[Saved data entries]
* * * * *

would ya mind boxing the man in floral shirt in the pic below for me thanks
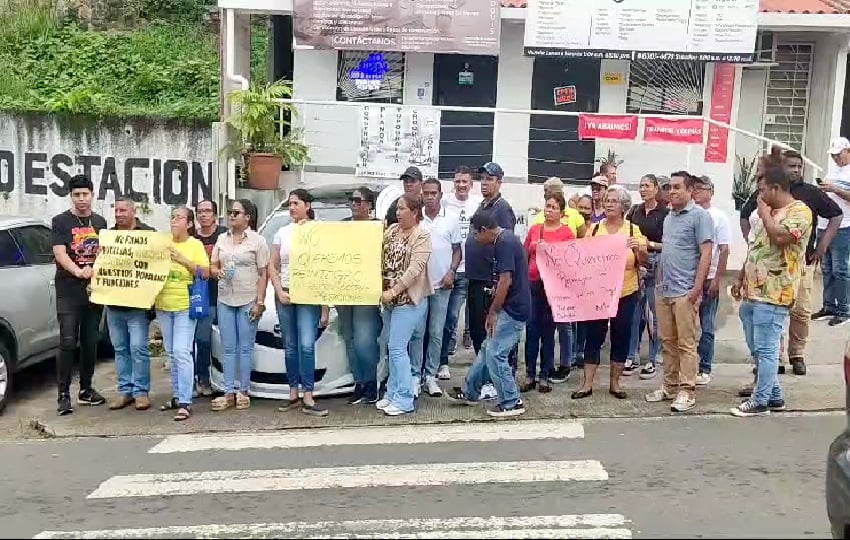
[731,163,812,417]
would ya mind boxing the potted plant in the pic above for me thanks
[733,153,758,211]
[225,79,309,190]
[595,149,623,171]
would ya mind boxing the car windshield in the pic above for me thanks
[260,203,352,246]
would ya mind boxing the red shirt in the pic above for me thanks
[524,223,575,282]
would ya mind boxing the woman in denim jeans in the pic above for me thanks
[270,189,330,417]
[376,194,433,417]
[210,199,269,412]
[156,206,210,421]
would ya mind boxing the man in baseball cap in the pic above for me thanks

* * * * *

• **Task statement**
Copy every line above exactly, leaving no picture in the copy.

• **Response below**
would ya mind boxing the man in floral shirt in the pic below for me thanks
[731,163,812,417]
would ya mind boxing the potted plant in the pic above for me thanks
[733,153,758,211]
[225,79,309,190]
[595,149,623,171]
would ya mind boxing the car windshield in the pic above for me thanks
[260,203,352,246]
would ya mind boxing the red shirt in the pic above for me thanks
[524,223,575,282]
would ya mind boxing the woman in denim jeans in the pic above for me thanks
[270,189,330,417]
[376,194,433,417]
[210,199,269,412]
[156,206,210,421]
would ya mind boxing the man in baseball cap in the pic above for me thanks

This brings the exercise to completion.